[Segmentation records]
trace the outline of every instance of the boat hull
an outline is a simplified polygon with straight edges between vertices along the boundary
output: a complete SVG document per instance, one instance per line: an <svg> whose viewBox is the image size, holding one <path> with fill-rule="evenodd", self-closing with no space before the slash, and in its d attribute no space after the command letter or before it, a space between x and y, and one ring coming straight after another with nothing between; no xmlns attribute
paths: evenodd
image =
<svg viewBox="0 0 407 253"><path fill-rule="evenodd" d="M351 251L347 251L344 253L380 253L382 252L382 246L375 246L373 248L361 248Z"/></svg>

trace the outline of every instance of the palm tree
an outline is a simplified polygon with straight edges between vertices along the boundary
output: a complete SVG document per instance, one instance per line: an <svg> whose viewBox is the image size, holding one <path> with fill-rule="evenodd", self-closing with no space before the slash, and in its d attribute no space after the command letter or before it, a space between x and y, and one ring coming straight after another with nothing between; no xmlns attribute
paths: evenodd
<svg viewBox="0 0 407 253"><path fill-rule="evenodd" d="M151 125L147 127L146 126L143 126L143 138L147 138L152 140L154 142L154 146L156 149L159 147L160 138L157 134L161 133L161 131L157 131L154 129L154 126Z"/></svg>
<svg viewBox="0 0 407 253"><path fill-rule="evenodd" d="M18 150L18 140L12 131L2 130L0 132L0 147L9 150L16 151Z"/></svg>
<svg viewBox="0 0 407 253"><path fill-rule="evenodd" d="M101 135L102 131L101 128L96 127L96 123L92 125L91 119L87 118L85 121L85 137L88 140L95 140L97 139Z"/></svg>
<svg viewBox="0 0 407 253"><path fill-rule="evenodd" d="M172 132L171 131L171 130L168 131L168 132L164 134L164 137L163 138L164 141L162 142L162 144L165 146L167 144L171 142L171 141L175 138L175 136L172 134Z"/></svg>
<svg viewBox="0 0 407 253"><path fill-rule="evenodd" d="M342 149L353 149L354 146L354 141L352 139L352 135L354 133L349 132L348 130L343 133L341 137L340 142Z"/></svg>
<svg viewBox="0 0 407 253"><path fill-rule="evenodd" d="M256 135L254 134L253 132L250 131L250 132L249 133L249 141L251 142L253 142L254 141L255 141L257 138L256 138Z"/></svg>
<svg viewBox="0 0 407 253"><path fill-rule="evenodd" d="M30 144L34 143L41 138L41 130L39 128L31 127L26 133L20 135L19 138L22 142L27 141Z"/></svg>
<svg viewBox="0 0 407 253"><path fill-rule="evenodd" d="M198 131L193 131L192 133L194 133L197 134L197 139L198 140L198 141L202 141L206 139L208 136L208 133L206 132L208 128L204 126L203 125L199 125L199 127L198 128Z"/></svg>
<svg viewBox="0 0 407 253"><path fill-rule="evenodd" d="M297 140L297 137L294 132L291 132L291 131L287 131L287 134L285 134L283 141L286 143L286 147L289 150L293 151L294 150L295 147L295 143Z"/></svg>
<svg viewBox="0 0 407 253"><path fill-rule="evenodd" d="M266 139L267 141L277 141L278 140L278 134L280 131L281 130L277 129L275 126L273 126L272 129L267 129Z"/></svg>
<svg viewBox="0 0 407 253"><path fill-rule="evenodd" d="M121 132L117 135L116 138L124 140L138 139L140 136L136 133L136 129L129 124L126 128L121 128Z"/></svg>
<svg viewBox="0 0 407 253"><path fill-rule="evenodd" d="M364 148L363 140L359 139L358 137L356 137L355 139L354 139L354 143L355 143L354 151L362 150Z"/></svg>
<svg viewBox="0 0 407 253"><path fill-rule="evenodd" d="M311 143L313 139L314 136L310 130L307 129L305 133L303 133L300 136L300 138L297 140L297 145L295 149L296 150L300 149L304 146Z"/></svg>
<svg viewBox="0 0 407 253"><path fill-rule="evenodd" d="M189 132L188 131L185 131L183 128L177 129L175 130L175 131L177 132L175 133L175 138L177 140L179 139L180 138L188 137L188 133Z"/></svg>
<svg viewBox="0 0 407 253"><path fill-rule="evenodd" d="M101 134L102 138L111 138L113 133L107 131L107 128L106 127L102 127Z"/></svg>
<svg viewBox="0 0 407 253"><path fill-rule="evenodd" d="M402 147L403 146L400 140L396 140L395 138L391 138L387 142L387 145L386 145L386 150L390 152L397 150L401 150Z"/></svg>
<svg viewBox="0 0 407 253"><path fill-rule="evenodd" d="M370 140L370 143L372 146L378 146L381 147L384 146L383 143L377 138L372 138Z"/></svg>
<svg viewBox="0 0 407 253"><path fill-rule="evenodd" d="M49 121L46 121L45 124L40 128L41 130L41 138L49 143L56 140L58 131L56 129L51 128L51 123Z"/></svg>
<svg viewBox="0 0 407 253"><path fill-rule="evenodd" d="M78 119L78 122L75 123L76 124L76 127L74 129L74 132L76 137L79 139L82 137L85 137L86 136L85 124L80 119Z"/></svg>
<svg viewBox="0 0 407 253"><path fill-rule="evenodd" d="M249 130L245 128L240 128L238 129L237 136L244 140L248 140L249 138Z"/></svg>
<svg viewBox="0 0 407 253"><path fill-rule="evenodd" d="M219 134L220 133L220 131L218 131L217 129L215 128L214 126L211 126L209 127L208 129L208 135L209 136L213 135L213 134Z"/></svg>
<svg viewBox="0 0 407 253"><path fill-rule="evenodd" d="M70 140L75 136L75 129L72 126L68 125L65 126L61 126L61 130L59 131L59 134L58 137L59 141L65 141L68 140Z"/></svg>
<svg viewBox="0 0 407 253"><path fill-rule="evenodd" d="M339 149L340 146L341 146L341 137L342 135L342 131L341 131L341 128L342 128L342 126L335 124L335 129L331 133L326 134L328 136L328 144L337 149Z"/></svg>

Directive: Could you reproduce all of the segmentation records above, line for line and character for character, without changing anything?

Finished task:
trace the outline of every instance of the boat hull
an outline is a simplified polygon with straight edges between vertices along the boundary
output: a complete SVG document per instance, one instance per line: an <svg> whose viewBox is the image size, holding one <path> with fill-rule="evenodd", self-closing with no space before the slash, and in its d attribute no space after the command letter or before it, a space between x and y, and one ring coming straight after another with nothing between; no xmlns attribute
paths: evenodd
image =
<svg viewBox="0 0 407 253"><path fill-rule="evenodd" d="M351 251L347 251L344 253L380 253L382 252L382 246L375 246L373 248L361 248Z"/></svg>

trace the outline of every instance of the palm tree
an outline is a simplified polygon with straight edges between vertices along the boundary
output: a complete SVG document per instance, one instance per line: an <svg> whose viewBox is the image size, holding one <path> with fill-rule="evenodd", self-closing with no space before the slash, and in its d attribute no space after the command letter or before it, a space between x and y, and one ring coming straight after another with nothing between; no xmlns attribute
paths: evenodd
<svg viewBox="0 0 407 253"><path fill-rule="evenodd" d="M151 125L147 127L146 126L143 126L143 138L147 138L152 140L154 142L154 146L156 149L159 147L160 138L157 134L161 133L161 131L157 131L154 129L154 126Z"/></svg>
<svg viewBox="0 0 407 253"><path fill-rule="evenodd" d="M18 150L18 140L12 131L2 130L0 132L0 147L9 150L16 151Z"/></svg>
<svg viewBox="0 0 407 253"><path fill-rule="evenodd" d="M101 135L102 131L101 128L96 127L96 123L92 125L91 119L87 118L85 121L85 137L88 140L95 140L97 139Z"/></svg>
<svg viewBox="0 0 407 253"><path fill-rule="evenodd" d="M172 132L171 131L171 130L168 131L168 132L164 134L164 137L163 138L164 141L162 142L162 144L165 146L167 144L171 142L171 141L175 138L175 136L172 134Z"/></svg>
<svg viewBox="0 0 407 253"><path fill-rule="evenodd" d="M342 149L353 149L354 146L354 141L352 139L352 135L354 133L349 132L348 130L343 133L341 137L340 142Z"/></svg>
<svg viewBox="0 0 407 253"><path fill-rule="evenodd" d="M256 135L254 134L253 132L250 131L250 132L249 133L249 141L251 142L253 142L254 141L255 141L257 138L256 138Z"/></svg>
<svg viewBox="0 0 407 253"><path fill-rule="evenodd" d="M30 144L34 143L41 138L41 130L39 128L31 127L26 133L20 135L19 138L22 142L27 141Z"/></svg>
<svg viewBox="0 0 407 253"><path fill-rule="evenodd" d="M198 131L193 131L192 133L194 133L197 134L197 139L198 140L198 141L202 141L206 139L208 136L208 133L206 132L208 128L204 126L203 125L199 125L199 127L198 128Z"/></svg>
<svg viewBox="0 0 407 253"><path fill-rule="evenodd" d="M297 140L297 137L294 132L291 132L291 131L287 131L287 134L285 134L283 141L286 143L286 147L289 150L293 151L294 150L295 147L295 143Z"/></svg>
<svg viewBox="0 0 407 253"><path fill-rule="evenodd" d="M266 139L267 141L277 141L278 140L278 134L280 131L281 130L277 129L275 126L273 126L272 129L267 129Z"/></svg>
<svg viewBox="0 0 407 253"><path fill-rule="evenodd" d="M121 132L117 135L116 138L124 140L138 139L140 136L136 133L136 129L129 124L126 128L121 128Z"/></svg>
<svg viewBox="0 0 407 253"><path fill-rule="evenodd" d="M364 148L363 140L359 139L358 137L356 137L355 139L354 139L354 143L355 143L354 151L362 150Z"/></svg>
<svg viewBox="0 0 407 253"><path fill-rule="evenodd" d="M311 143L313 139L314 136L310 130L307 129L305 133L303 133L300 136L300 138L297 140L297 145L295 149L296 150L300 149L304 146Z"/></svg>
<svg viewBox="0 0 407 253"><path fill-rule="evenodd" d="M189 132L188 131L185 131L183 128L177 129L175 130L175 131L177 132L175 133L175 138L177 140L179 139L180 138L188 137L188 133Z"/></svg>
<svg viewBox="0 0 407 253"><path fill-rule="evenodd" d="M101 134L102 138L111 138L113 133L107 131L107 128L106 127L102 127Z"/></svg>
<svg viewBox="0 0 407 253"><path fill-rule="evenodd" d="M402 147L403 146L400 140L396 140L395 138L391 138L387 142L387 145L386 145L386 150L390 152L397 150L401 150Z"/></svg>
<svg viewBox="0 0 407 253"><path fill-rule="evenodd" d="M370 140L370 143L372 146L378 146L381 147L384 146L383 143L377 138L372 138Z"/></svg>
<svg viewBox="0 0 407 253"><path fill-rule="evenodd" d="M49 121L46 121L45 124L40 128L41 130L41 138L49 143L56 140L58 131L56 129L51 128L51 123Z"/></svg>
<svg viewBox="0 0 407 253"><path fill-rule="evenodd" d="M78 119L78 122L75 123L76 124L76 127L74 129L74 132L76 137L79 139L82 137L85 137L86 136L85 124L80 119Z"/></svg>
<svg viewBox="0 0 407 253"><path fill-rule="evenodd" d="M249 130L245 128L240 128L238 129L237 136L244 140L248 140L249 138Z"/></svg>
<svg viewBox="0 0 407 253"><path fill-rule="evenodd" d="M219 134L220 133L220 131L218 131L217 129L215 128L214 126L211 126L209 127L208 129L208 135L209 136L213 135L213 134Z"/></svg>
<svg viewBox="0 0 407 253"><path fill-rule="evenodd" d="M70 140L75 136L75 129L72 126L68 125L65 126L61 126L61 130L59 131L59 134L58 137L59 141L65 141L68 140Z"/></svg>
<svg viewBox="0 0 407 253"><path fill-rule="evenodd" d="M339 149L340 146L341 146L341 137L342 135L342 131L341 131L341 128L342 128L342 126L335 124L335 129L331 133L326 134L328 136L328 144L337 149Z"/></svg>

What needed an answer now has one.